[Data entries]
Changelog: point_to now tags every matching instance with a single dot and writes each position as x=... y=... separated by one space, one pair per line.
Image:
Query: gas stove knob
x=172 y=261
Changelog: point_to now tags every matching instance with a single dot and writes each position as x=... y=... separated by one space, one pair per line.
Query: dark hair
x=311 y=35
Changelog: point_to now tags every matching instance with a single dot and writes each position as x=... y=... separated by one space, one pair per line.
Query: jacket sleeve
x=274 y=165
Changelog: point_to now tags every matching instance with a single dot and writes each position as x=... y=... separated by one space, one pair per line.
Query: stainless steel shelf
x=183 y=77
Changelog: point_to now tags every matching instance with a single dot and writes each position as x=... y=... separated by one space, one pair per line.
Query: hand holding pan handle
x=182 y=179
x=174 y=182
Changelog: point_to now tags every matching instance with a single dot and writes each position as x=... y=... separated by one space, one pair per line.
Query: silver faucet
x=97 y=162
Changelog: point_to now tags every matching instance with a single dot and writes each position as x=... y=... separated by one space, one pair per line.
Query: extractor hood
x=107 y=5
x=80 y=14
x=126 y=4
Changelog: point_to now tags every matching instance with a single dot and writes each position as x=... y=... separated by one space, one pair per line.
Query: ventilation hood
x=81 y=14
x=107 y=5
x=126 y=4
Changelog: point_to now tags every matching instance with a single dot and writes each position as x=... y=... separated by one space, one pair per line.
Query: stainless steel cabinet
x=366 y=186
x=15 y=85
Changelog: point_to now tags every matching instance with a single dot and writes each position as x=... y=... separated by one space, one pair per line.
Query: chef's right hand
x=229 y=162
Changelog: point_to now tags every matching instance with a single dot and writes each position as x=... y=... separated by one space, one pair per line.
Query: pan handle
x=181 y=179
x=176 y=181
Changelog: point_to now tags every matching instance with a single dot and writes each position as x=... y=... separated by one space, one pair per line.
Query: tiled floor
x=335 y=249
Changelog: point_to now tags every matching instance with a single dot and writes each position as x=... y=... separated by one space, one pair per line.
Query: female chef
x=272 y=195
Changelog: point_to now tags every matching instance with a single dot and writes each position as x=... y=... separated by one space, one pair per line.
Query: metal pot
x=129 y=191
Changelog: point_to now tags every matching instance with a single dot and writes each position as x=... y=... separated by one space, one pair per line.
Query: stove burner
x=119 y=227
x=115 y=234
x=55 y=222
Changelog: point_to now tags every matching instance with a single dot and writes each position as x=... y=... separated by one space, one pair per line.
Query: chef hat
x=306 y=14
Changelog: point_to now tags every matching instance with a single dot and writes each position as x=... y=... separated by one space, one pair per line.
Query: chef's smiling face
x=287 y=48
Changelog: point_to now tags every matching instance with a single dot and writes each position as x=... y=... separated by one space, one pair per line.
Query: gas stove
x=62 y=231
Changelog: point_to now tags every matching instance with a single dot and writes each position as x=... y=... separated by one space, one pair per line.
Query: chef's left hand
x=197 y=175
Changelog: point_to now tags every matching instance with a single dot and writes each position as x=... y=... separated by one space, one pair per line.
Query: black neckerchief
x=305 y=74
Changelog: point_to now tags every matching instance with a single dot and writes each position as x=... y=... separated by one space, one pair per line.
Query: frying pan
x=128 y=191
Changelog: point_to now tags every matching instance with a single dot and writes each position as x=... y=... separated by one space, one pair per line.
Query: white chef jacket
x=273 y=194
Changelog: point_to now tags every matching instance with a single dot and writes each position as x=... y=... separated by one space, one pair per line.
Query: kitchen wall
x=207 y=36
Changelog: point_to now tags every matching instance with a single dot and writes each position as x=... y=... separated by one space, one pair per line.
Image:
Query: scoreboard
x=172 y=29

## TASK BRIEF
In full and without alteration, transcribe the entries above.

## THE ANSWER
Changelog: point_to now tags every matching instance with a single dot and writes each position as x=... y=... separated by one space, one pair per line.
Image:
Query: gas stove knob
x=172 y=261
Changelog: point_to now tags every matching instance with a single dot and writes each position as x=... y=... separated by one space, one pair per line.
Query: dark hair
x=311 y=35
Changelog: point_to now tags every matching instance with a single dot and writes each position as x=... y=... separated by one space, one pair per line.
Query: jacket sleeve
x=274 y=165
Changelog: point_to now tags every matching instance with a single dot and writes each position as x=... y=... separated by one space, one pair per line.
Query: stainless steel shelf
x=183 y=77
Changelog: point_to now tags every matching instance with a single dot and writes each position as x=... y=... separated by one space, one pair per line.
Query: hand holding pan handle
x=182 y=179
x=174 y=182
Changelog: point_to now tags every matching instance with a single dot and writes each position as x=... y=... separated by one space, one pair per line.
Query: silver faucet
x=97 y=162
Changelog: point_to now tags every matching instance with a single dot and writes each position as x=... y=... separated by one space, one pair per line.
Query: extractor hood
x=107 y=5
x=80 y=14
x=126 y=4
Changelog: point_to now tags every matching instance with a single dot and writes each position as x=... y=... separated by one space, one pair per line.
Query: ventilation hood
x=81 y=14
x=107 y=5
x=126 y=4
Changelog: point_to now tags every matching instance with a single dot and writes each position as x=... y=... separated by one space, one pair per line.
Query: stainless steel cabinet
x=366 y=186
x=15 y=85
Changelog: point_to now tags every matching instance with a single dot and writes each position as x=... y=... separated by one space, one pair per line.
Query: chef's right hand
x=229 y=162
Changelog: point_to now tags every matching instance with a single dot and writes each position as x=... y=... separated by one space, one pair per line.
Query: pan handle
x=181 y=179
x=176 y=181
Changelog: point_to now tags every matching instance with a single dot and writes each position as x=... y=... separated by one space, one pair per line.
Query: tiled floor
x=335 y=249
Changelog: point_to now tags every matching instance with a single dot and writes each position as x=... y=... separated by one space, one pair per line.
Query: female chef
x=272 y=195
Changelog: point_to now tags every matching instance with a single dot and writes each position as x=... y=... separated by one space, one pair per line.
Query: metal pot
x=129 y=191
Changelog: point_to now tags every matching instance with a single dot and writes each position as x=... y=... separated by one space, one pair per line.
Query: stove burner
x=119 y=227
x=115 y=234
x=55 y=222
Changelog: point_to now tags every matching instance with a single dot and writes each position as x=... y=... separated by one space, one pair per line.
Query: chef hat
x=306 y=14
Changelog: point_to now tags every matching instance with a single dot and writes each position as x=... y=... separated by one space, one pair per line.
Query: chef's smiling face
x=287 y=48
Changelog: point_to now tags every matching instance with a single dot and writes each position as x=... y=... separated by one space, one pair per line.
Query: gas stove
x=62 y=231
Changelog: point_to now tags every matching instance with a single dot and writes each position as x=... y=... separated by one space, one pair per line.
Query: chef's left hand
x=197 y=175
Changelog: point_to now tags every matching instance with a single dot and writes each position as x=... y=... separated by one space, one pair per line.
Query: black neckerchief
x=305 y=74
Changelog: point_to now tags every matching instance with a single dot and writes each position as x=... y=... separated by one space, one pair per line.
Query: frying pan
x=128 y=191
Changelog: point_to now tags every matching instance with a single dot and writes each position as x=... y=... separated by one space, one pair per line.
Query: white chef jacket
x=273 y=194
Changelog: point_to now tags every matching instance with a single dot and writes each position as x=... y=... separated by one space, one pair per line.
Query: kitchen wall
x=207 y=36
Changelog: point_to now tags every matching instance with a single dot and writes each position as x=... y=... separated by one space, one pair per line.
Image:
Query: scoreboard
x=172 y=29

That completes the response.